WHAT IS EXPECTED
Output every line from the start of the entries through the line containing "pixel 213 180", that line included, as a JSON array of strings with one string per line. Leave out blank lines.

LISTED RECORDS
----

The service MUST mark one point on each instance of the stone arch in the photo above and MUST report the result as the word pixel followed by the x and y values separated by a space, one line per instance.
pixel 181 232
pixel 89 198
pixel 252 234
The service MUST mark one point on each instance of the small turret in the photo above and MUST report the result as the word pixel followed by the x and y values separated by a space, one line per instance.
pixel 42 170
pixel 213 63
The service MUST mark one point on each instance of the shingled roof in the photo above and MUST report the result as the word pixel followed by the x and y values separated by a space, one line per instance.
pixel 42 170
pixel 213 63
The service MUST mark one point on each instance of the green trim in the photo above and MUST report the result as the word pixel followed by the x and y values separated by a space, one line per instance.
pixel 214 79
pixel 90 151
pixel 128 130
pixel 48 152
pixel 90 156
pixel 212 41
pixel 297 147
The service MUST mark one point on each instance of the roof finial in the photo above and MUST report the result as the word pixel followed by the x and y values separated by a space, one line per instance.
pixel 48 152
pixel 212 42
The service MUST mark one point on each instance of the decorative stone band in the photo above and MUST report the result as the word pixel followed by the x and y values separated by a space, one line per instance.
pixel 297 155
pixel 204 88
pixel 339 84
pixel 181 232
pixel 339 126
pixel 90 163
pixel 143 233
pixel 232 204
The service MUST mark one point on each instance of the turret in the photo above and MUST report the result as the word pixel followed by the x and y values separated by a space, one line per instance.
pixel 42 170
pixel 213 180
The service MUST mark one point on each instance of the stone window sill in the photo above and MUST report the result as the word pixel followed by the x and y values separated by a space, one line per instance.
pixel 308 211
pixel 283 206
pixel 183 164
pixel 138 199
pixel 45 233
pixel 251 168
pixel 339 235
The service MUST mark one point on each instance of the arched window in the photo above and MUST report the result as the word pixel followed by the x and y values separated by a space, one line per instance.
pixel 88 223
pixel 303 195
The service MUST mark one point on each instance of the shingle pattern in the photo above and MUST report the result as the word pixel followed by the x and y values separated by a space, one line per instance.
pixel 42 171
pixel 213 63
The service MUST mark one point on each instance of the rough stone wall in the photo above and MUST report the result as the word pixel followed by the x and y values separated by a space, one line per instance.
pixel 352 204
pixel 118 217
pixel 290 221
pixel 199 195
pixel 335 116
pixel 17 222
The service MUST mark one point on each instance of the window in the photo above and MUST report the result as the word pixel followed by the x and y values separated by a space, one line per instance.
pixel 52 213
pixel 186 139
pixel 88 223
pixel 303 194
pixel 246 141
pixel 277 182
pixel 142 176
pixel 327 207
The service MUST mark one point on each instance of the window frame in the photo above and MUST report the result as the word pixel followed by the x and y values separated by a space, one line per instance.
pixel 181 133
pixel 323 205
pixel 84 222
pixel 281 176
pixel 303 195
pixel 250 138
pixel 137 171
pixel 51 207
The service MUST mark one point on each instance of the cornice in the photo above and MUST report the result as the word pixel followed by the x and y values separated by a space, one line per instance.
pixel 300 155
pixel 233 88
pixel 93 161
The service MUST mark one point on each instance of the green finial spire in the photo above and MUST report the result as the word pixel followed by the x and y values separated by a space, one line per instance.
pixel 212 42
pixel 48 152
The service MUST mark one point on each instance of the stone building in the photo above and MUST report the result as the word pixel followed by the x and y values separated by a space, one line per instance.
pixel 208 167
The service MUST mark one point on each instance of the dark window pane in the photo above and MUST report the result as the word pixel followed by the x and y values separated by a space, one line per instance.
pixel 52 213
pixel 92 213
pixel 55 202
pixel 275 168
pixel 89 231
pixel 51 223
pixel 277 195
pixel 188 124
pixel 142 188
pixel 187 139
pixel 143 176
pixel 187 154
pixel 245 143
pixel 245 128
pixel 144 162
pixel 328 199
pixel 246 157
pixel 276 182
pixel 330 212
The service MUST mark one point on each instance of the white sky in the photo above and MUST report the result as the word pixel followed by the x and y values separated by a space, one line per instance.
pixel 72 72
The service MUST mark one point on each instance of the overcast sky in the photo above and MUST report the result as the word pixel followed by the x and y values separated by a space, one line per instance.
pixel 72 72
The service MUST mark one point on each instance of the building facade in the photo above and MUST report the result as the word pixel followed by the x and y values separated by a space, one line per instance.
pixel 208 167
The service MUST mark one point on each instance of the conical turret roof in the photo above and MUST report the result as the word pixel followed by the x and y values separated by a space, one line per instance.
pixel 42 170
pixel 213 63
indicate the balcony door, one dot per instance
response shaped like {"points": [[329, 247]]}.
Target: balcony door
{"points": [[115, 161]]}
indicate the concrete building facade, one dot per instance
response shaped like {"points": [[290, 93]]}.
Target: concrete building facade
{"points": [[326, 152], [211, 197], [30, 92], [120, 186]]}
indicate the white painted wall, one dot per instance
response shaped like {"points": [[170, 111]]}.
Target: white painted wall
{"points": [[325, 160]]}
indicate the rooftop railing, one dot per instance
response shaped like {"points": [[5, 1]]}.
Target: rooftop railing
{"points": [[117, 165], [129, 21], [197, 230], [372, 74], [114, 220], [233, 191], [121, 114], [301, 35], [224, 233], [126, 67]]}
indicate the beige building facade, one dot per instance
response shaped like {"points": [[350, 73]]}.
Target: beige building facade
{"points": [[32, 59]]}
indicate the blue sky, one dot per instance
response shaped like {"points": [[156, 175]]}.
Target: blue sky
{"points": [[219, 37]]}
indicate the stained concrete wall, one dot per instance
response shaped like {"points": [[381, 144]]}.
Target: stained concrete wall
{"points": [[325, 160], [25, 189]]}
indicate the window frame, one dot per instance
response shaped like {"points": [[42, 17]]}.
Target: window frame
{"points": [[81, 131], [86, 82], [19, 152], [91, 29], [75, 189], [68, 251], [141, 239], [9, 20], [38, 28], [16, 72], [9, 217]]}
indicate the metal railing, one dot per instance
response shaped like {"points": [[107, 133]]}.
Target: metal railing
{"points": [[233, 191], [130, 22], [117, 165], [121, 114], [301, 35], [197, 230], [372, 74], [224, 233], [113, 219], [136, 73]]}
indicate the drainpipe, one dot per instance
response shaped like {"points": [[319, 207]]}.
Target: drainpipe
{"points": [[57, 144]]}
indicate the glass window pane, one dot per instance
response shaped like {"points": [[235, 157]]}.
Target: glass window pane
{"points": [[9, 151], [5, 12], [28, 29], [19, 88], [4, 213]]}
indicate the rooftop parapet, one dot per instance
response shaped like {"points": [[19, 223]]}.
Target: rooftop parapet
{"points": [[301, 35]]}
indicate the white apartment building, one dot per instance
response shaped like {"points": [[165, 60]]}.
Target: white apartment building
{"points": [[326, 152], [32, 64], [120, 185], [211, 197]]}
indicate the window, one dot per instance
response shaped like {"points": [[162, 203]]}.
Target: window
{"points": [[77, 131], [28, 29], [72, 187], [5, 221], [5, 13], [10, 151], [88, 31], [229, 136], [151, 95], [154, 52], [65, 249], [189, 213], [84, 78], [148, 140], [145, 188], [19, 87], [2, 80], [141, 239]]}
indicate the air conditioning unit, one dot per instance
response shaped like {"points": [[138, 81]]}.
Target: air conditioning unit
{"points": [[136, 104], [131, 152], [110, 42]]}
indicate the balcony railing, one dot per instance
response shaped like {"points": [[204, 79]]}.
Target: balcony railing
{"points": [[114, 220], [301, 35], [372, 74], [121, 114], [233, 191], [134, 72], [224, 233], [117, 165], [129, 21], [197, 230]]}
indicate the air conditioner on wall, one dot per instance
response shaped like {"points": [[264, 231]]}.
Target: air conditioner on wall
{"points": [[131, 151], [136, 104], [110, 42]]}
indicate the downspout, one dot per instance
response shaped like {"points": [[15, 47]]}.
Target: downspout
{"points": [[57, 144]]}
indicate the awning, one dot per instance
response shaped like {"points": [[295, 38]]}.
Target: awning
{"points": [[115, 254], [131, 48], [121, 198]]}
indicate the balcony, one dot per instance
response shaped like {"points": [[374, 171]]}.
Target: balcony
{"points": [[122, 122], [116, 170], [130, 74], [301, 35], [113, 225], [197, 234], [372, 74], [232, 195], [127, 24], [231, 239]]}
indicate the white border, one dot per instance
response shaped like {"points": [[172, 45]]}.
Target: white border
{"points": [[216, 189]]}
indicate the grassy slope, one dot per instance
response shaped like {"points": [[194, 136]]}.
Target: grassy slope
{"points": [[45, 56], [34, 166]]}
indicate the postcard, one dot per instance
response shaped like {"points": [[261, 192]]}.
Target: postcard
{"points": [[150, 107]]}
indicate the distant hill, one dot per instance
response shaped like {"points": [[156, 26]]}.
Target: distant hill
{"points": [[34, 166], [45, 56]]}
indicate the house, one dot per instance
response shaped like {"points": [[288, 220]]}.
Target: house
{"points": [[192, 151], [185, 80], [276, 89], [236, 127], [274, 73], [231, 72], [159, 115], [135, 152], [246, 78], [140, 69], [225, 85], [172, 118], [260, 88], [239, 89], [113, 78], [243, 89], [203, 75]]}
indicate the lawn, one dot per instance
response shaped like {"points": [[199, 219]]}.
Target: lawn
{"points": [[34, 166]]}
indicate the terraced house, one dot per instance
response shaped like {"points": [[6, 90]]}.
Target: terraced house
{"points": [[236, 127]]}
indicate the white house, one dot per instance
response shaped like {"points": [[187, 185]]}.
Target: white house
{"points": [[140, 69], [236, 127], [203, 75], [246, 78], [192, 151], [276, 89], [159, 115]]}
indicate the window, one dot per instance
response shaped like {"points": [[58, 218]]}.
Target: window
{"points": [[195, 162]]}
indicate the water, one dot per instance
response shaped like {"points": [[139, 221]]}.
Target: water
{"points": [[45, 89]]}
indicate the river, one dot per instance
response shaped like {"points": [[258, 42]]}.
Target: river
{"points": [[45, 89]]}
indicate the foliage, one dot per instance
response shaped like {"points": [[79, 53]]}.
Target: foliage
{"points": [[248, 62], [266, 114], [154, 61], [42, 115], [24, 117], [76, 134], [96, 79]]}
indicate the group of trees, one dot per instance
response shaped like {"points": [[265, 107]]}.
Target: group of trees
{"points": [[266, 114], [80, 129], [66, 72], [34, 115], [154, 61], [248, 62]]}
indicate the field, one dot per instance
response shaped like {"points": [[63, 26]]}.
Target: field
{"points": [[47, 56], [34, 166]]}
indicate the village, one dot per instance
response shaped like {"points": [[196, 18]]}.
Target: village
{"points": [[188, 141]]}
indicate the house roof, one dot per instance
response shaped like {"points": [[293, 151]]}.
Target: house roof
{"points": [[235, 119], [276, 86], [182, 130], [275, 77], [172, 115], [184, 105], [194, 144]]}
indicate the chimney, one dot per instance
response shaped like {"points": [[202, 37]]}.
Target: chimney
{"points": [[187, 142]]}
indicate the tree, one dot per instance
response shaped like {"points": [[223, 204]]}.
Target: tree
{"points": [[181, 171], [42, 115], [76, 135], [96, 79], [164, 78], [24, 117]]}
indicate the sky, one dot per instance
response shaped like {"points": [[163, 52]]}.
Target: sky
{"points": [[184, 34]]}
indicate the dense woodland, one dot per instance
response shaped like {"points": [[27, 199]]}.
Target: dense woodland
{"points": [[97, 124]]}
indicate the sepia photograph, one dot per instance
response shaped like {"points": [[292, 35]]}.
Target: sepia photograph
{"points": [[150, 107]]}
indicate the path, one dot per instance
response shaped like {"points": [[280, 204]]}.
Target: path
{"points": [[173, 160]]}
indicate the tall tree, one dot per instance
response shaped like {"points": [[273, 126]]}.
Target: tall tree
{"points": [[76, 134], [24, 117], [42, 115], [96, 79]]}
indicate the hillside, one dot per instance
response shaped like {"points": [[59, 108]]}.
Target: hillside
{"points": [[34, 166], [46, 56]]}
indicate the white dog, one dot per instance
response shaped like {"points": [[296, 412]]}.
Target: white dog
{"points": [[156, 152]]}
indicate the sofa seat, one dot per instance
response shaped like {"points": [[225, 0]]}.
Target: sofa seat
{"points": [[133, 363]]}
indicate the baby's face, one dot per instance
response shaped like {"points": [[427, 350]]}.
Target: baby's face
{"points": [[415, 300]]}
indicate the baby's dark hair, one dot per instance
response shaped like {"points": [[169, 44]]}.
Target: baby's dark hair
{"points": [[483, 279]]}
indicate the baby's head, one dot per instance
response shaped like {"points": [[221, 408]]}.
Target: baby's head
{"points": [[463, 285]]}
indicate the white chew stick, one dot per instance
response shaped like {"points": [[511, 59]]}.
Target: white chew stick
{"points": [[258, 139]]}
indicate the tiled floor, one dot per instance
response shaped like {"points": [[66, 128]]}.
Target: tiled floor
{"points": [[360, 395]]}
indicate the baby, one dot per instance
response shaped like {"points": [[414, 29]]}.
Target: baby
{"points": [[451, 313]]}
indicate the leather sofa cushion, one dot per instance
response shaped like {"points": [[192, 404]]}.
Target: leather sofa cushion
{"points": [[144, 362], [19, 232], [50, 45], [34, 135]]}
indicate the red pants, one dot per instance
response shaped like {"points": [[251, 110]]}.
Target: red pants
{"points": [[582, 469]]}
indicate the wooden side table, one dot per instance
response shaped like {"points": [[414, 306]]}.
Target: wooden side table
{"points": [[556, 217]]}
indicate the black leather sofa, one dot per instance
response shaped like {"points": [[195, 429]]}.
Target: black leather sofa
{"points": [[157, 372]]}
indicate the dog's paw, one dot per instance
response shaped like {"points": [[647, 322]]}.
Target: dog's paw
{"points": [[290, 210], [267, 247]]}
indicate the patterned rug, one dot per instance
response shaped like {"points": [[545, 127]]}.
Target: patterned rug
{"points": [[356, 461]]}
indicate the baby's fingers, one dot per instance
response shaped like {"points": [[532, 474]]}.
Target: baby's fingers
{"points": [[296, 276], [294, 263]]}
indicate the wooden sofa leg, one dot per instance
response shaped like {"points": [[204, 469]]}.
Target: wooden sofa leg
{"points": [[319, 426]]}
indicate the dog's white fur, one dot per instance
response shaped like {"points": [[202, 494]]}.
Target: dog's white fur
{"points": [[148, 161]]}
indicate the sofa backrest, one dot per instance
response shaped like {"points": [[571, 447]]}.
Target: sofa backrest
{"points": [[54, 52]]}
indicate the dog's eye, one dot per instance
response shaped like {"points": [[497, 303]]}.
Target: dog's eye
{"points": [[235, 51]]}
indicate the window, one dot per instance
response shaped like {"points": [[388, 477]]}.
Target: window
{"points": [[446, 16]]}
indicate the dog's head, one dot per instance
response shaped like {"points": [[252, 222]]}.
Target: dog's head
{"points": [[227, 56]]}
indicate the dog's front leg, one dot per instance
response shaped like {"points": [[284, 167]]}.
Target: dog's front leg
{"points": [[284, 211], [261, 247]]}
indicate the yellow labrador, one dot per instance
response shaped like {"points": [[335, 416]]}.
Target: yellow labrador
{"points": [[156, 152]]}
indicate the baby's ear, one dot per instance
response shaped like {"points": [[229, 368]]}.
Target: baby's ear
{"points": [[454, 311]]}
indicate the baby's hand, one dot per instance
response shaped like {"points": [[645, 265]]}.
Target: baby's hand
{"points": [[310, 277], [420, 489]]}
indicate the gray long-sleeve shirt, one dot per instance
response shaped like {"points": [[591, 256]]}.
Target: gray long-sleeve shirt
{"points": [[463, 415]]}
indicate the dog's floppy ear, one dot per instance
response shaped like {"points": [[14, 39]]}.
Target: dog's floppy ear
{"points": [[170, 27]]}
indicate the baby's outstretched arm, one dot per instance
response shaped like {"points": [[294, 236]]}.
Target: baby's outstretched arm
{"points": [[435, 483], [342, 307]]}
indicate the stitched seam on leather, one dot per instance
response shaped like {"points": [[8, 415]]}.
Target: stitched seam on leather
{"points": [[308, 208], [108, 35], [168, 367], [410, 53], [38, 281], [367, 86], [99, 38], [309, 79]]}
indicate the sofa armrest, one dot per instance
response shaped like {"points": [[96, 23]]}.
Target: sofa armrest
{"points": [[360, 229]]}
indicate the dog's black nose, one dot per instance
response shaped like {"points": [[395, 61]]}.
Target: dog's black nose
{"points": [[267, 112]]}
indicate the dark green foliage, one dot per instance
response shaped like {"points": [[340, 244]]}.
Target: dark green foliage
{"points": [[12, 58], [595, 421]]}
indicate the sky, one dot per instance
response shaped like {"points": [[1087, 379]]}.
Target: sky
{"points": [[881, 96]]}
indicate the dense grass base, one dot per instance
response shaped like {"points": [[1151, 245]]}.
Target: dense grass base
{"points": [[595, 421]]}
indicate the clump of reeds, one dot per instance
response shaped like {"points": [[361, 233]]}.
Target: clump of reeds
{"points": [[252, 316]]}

----

CORRECT RESULT
[
  "The service MUST mark one point on each instance of the stone arch in the photo above and MUST report the result as the word pixel followed by the x and y values separated by a space, one line per instance.",
  "pixel 181 232",
  "pixel 89 198",
  "pixel 252 234",
  "The service MUST mark one point on each instance of the small turret in the photo above and MUST report the result as the word pixel followed by the x and y values separated by a space, one line per instance.",
  "pixel 42 170",
  "pixel 213 63",
  "The service MUST mark one point on each instance of the shingled roof in the photo above and MUST report the result as the word pixel followed by the x and y values separated by a space, one line per instance.",
  "pixel 42 170",
  "pixel 213 63",
  "The service MUST mark one point on each instance of the green trim in the photo above and MUST report the result as the word pixel followed by the x and y values separated by a space, one line per instance.",
  "pixel 214 79",
  "pixel 90 151",
  "pixel 128 130",
  "pixel 48 152",
  "pixel 90 156",
  "pixel 212 41",
  "pixel 297 147",
  "The service MUST mark one point on each instance of the roof finial in the photo above and MUST report the result as the word pixel followed by the x and y values separated by a space, one line per instance.",
  "pixel 48 152",
  "pixel 212 42",
  "The service MUST mark one point on each instance of the decorative stone band in the photo above and MUST report the result as the word pixel followed by the x and y values separated by a space, one line per instance.",
  "pixel 297 155",
  "pixel 204 88",
  "pixel 339 84",
  "pixel 181 232",
  "pixel 339 126",
  "pixel 90 163",
  "pixel 143 233",
  "pixel 232 204",
  "The service MUST mark one point on each instance of the turret in the photo above and MUST report the result as the word pixel followed by the x and y values separated by a space, one line per instance.",
  "pixel 42 170",
  "pixel 213 180"
]